Please copy the stretch of the records below from the line containing "Could you kindly indicate each instance of the blurred" through the line containing "<point>11,10</point>", both lines included, reproducing only those lines word for word.

===============

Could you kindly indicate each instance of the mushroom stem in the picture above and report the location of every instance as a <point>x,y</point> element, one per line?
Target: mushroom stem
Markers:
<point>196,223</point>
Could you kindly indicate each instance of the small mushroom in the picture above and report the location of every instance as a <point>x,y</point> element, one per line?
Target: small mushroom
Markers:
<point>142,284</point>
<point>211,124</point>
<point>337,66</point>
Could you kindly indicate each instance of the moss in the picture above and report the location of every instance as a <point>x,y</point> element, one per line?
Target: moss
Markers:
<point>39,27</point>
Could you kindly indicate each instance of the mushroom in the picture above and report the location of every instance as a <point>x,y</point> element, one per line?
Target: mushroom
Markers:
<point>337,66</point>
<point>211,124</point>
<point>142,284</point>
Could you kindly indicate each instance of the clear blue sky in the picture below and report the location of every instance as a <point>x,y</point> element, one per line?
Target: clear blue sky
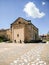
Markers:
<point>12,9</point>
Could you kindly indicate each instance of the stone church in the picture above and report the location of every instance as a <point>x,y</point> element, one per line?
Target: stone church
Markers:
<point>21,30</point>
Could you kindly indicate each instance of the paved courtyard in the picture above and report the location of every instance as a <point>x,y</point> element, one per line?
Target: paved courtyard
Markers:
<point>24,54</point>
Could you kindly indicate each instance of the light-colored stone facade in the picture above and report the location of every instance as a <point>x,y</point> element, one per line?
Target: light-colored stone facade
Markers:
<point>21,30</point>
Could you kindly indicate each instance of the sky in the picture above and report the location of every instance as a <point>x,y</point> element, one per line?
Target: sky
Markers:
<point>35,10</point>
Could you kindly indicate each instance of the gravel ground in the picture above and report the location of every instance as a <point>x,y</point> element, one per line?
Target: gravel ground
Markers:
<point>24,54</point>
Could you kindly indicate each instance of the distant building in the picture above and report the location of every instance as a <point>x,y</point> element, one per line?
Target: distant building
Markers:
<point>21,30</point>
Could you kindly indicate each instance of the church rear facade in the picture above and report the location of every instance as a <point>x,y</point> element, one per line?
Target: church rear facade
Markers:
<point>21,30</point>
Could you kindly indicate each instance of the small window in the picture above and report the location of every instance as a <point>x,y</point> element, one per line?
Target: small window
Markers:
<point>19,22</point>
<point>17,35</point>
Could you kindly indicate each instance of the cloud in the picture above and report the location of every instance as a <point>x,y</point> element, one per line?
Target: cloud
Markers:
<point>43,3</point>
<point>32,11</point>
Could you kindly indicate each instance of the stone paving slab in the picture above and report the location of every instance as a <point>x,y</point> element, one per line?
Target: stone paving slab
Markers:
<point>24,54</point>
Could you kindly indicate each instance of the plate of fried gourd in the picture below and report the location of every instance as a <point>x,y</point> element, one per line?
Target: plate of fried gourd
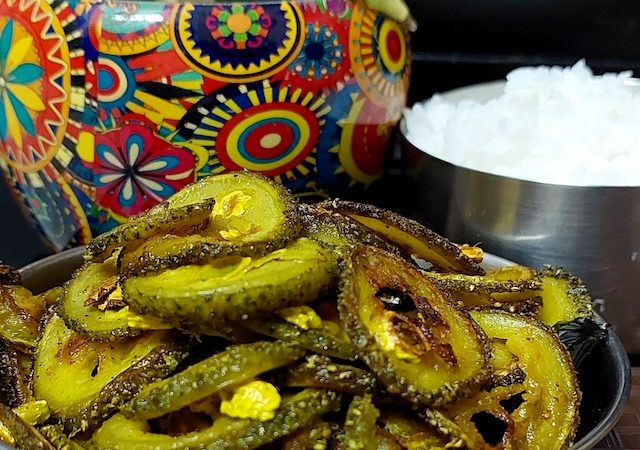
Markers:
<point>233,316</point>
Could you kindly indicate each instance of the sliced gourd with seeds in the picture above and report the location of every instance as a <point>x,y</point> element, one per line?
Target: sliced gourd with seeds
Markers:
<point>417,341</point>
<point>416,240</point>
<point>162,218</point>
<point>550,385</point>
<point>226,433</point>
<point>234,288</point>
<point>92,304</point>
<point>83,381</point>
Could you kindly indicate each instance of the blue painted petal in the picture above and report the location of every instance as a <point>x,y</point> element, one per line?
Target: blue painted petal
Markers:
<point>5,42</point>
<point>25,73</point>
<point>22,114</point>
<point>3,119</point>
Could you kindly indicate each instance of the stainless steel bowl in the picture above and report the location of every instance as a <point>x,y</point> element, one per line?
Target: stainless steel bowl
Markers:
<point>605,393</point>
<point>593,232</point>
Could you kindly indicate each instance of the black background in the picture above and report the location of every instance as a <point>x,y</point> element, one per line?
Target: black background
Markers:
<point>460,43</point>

===============

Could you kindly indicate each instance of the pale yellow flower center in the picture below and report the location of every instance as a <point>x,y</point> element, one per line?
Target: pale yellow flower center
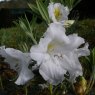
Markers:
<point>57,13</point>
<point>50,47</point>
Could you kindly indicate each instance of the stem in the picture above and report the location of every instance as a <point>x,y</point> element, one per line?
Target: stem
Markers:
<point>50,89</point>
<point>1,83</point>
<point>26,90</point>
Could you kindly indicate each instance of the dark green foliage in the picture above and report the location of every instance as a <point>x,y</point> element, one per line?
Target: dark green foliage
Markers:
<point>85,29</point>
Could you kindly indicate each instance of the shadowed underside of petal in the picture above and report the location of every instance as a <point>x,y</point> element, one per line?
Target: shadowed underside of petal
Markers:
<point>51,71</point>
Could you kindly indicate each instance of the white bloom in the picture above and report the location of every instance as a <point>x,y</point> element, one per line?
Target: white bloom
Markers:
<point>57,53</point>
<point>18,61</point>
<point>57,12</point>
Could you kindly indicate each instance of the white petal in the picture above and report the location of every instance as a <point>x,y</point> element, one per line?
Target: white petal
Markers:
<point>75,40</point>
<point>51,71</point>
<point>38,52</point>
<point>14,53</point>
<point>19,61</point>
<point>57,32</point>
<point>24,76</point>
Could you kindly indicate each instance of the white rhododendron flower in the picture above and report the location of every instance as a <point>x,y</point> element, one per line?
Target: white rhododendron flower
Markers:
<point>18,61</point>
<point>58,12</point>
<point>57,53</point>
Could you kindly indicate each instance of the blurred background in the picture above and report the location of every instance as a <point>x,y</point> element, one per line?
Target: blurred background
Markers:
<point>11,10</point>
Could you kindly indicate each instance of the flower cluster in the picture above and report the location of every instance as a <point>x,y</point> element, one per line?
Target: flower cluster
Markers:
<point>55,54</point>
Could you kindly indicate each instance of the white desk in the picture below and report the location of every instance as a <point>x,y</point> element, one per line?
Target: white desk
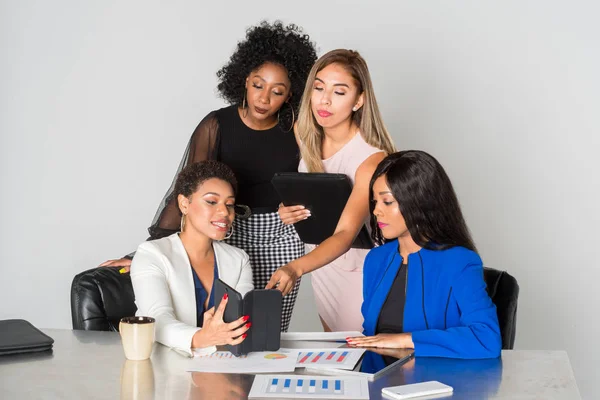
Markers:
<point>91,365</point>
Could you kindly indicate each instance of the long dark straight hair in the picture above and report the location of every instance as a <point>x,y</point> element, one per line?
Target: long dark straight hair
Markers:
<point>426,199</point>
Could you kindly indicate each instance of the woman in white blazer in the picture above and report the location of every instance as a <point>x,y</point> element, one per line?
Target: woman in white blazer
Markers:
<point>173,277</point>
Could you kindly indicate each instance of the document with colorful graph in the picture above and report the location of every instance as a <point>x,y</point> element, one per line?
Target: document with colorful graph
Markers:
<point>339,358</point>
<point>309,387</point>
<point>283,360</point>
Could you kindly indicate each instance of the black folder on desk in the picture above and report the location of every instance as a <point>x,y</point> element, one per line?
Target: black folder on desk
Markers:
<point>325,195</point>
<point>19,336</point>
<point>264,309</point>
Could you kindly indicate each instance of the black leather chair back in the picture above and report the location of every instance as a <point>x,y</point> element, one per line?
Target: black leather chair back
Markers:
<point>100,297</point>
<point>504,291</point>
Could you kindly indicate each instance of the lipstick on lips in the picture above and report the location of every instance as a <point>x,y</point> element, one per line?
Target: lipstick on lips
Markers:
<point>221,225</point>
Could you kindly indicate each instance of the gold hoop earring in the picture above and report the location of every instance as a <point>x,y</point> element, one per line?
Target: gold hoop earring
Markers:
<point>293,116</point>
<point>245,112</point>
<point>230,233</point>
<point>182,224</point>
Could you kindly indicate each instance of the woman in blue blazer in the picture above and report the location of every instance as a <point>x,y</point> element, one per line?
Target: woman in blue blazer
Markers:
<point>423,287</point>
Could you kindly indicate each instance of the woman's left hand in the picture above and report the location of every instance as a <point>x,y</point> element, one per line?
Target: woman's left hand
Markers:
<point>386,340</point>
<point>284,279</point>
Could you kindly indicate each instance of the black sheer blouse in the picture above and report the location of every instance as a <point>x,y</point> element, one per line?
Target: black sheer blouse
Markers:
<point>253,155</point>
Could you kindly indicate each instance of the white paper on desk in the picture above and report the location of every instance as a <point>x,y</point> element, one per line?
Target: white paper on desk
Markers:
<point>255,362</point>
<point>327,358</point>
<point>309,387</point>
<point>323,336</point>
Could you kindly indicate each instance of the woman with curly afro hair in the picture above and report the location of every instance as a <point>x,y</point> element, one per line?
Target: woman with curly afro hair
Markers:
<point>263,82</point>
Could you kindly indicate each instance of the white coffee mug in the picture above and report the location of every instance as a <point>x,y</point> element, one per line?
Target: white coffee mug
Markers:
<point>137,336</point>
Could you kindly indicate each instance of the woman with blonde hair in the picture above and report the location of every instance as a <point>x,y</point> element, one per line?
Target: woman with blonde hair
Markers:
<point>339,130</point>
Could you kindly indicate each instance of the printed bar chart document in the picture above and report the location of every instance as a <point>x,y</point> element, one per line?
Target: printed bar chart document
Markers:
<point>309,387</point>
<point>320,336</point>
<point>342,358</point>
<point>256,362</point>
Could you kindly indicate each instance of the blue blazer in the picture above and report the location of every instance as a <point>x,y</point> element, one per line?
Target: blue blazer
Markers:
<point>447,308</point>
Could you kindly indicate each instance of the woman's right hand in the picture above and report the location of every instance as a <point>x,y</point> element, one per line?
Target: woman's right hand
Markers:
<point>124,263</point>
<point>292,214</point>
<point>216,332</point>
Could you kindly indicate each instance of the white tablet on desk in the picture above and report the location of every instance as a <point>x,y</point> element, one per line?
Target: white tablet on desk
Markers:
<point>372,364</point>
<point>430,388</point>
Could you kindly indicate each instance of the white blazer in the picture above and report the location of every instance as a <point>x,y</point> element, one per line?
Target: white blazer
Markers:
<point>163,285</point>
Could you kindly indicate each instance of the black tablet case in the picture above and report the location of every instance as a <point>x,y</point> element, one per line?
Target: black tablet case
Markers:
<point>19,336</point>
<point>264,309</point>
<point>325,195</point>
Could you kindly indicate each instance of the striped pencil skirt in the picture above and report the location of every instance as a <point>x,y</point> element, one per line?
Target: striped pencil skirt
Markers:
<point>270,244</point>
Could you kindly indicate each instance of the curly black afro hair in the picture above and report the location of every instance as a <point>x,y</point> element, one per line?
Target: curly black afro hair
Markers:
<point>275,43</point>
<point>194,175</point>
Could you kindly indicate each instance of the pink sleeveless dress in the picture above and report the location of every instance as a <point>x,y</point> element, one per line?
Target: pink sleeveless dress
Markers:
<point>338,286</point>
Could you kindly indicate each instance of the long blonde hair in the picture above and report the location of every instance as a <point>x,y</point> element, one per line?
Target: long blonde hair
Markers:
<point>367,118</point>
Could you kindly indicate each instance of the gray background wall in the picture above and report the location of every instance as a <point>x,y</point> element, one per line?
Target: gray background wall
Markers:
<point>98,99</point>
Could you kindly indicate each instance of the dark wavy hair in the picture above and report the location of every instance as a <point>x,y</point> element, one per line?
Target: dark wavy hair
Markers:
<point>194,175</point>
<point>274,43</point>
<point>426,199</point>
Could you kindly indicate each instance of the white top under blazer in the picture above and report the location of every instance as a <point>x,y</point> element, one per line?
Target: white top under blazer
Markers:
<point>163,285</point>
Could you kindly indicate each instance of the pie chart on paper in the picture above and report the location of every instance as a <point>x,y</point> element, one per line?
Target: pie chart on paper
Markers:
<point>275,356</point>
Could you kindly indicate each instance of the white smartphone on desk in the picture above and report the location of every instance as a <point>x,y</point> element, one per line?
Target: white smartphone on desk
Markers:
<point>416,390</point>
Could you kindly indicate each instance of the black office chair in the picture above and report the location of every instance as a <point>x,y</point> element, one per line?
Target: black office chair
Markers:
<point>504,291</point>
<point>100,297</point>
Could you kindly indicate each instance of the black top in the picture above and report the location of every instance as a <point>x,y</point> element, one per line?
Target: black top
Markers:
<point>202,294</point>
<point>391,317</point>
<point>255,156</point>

===============

ANSWER TO THIS EXERCISE |
Could you kindly indicate each instance of the blurred background in the picture above and report the location of every instance as a <point>x,y</point> element, one per line?
Target: blurred background
Markers:
<point>11,10</point>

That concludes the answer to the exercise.